## Условие задания
Продолжите текст о битве при Киноскефалах и мирных переговорах Фламинина с греческими союзниками, начав сразу после его последнего предложения.

Решающее сражение между римлянами и македонянами произошло летом 197-го года при Киноскефалах (это не город, а цепь холмов). Началось оно непреднамеренно: в сильном тумане столкнулись отряды, посланные с обеих сторон для рекогносцировки. Потом в качестве поочередных подкреплений в сражение втянулись и обе армии. Фламинину удалось одержать убедительную победу. Холмистая местность и туман мешали слаженным действиям компактной македонской фаланги, и в рукопашном бою римляне одерживали верх над тяжеловооруженными фалангистами. Македоняне потеряли 8 тысяч человек убитыми и 5 тысяч пленными. Самому Филиппу с остатками войска удалось уйти. Затем было заключено перемирие для подготовки условий мира. Их, разумеется, должен диктовать победитель. Тит собирает на совет своих греческих союзников. Некоторые из них требуют убить или, по крайней мере, свергнуть царя Филиппа. Иначе, по их мнению, ни мир для римлян, ни свобода для греков не будут надежно обеспечены. Фламинин против — не только из соображений прагматических (Македония заслоняет Грецию от вторжения варваров: фракийцев, иллирийцев и галлов), но в первую очередь — во имя гуманного отношения к побежденным. В те славные времена римское достоинство еще не унижалось до расправы, и потому Тит вынужден объяснить грекам, что «...у римлян не в обычае уничтожать врага тотчас, в первую же войну с ним», в подтверждение чего напомнил образ действий римлян относительно Ганнибала и карфагенян... Поэтому, продолжал Тит, он удивляется, что все присутствующие, хотя и участвуют в переговорах о мире, настроены столь непримиримо: «Неужели это потому что мы победили? Но такой образ действий — верх безумия. Пока враг ведет войну, доблестному противнику подобает действовать настойчиво и с ожесточением, в случае поражения вести себя с достоинством и не падать духом, а победителю подобают умеренность, кротость и сострадание; ваши же теперешние требования как раз противоположны этому». (Там же. XVIII, 37)

[Записи набора данных]
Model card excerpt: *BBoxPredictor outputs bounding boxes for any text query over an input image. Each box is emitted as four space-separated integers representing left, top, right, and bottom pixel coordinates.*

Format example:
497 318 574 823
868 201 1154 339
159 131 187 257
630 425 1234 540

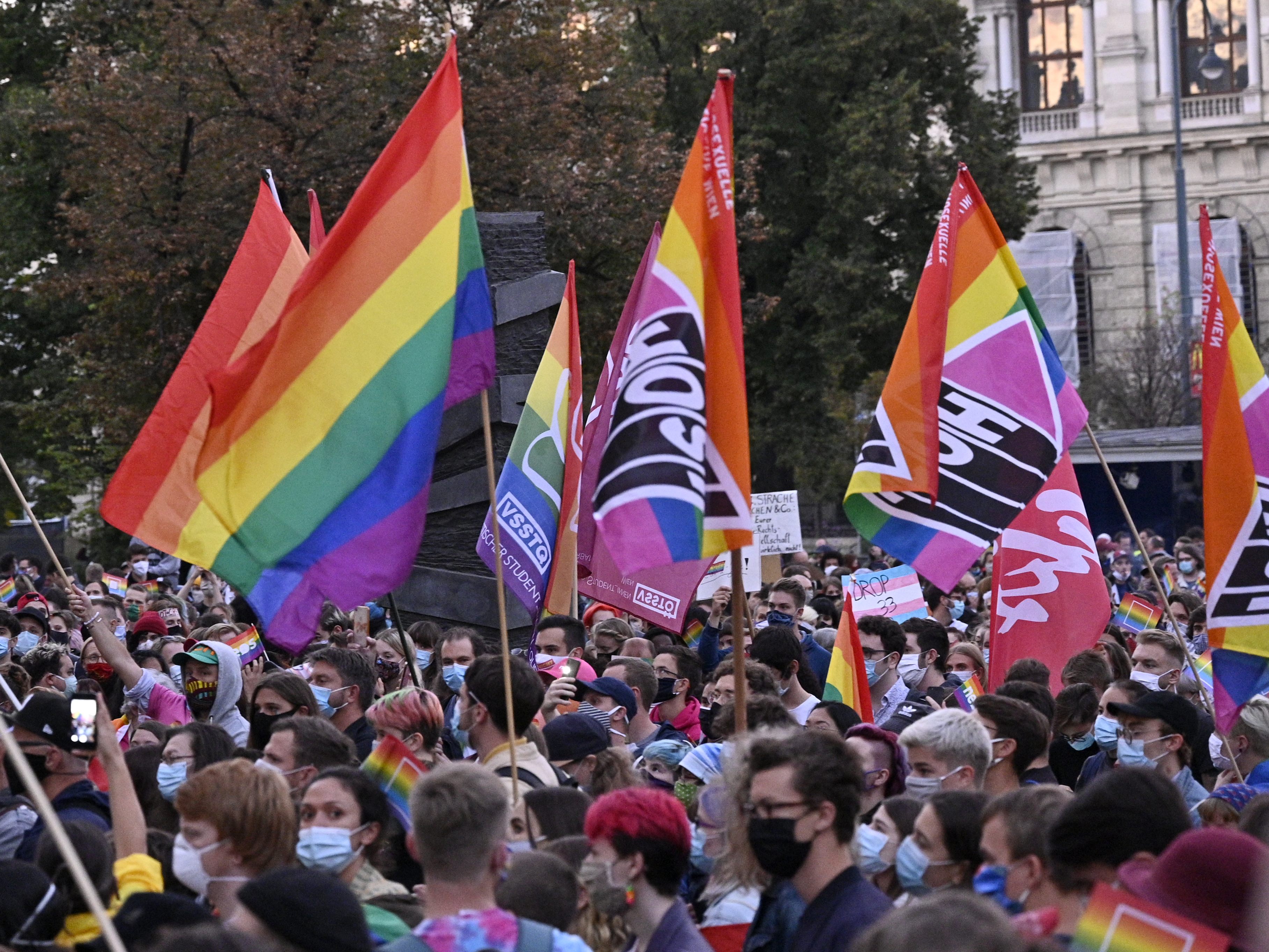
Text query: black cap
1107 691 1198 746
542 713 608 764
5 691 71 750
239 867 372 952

...

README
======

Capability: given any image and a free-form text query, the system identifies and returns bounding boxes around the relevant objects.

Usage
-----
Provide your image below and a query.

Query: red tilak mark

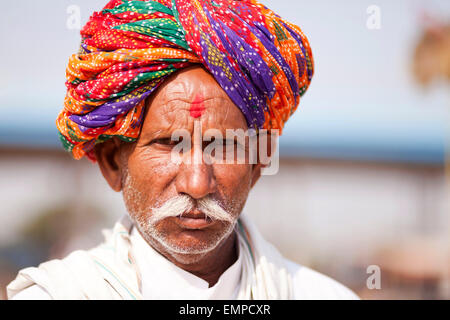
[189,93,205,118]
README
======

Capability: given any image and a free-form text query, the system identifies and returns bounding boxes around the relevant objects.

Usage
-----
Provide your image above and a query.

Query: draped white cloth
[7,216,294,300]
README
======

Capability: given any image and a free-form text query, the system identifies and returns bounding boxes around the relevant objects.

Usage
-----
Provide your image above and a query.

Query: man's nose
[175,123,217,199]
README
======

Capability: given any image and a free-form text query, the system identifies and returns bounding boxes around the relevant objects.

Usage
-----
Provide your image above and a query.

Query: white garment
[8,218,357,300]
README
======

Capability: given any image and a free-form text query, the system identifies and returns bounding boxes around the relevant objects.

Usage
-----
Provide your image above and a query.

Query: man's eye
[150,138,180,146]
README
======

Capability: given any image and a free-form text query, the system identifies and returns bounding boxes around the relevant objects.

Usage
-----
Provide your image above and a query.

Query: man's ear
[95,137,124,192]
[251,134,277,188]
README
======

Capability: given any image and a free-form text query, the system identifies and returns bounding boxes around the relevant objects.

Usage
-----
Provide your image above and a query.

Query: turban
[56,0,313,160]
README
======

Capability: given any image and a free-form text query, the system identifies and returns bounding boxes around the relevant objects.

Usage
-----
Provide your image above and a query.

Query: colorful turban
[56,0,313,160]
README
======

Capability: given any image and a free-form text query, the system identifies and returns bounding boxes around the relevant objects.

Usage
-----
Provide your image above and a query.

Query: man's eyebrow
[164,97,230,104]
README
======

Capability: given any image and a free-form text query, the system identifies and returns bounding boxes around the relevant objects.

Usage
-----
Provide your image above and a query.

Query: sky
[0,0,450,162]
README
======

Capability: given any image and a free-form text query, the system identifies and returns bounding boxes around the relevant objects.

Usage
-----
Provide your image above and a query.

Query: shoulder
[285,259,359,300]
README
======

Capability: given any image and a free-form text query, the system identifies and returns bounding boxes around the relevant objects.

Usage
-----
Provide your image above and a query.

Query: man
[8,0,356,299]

## Ожидаемый ответ
Мирный договор был заключен в 196-м году на довольно умеренных условиях. Македонский царь обязался освободить все завоеванные в Греции города, передать римлянам флот, 1000 талантов контрибуции и в качестве заложников мира — своего сына Деметрия и некоторых из друзей. Сенат предложил Титу для защиты от возможной агрессии Антиоха оставить римские гарнизоны в Коринфе и двух других городах. Но Фламинину удалось убедить сенаторов освободить всю Грецию от постоя войск и вернуть ей полную свободу. По свидетельству Тита Ливия:

«Квинкций постоянно твердил, что освобождена должна быть вся Греция, если только они хотят... чтобы все поверили: да, римляне пересекли море во имя греческой свободы, а не для присвоения той власти, которая раньше принадлежала Филиппу». (Тит Ливий. История Рима. Т. 3, XXXIII, 31)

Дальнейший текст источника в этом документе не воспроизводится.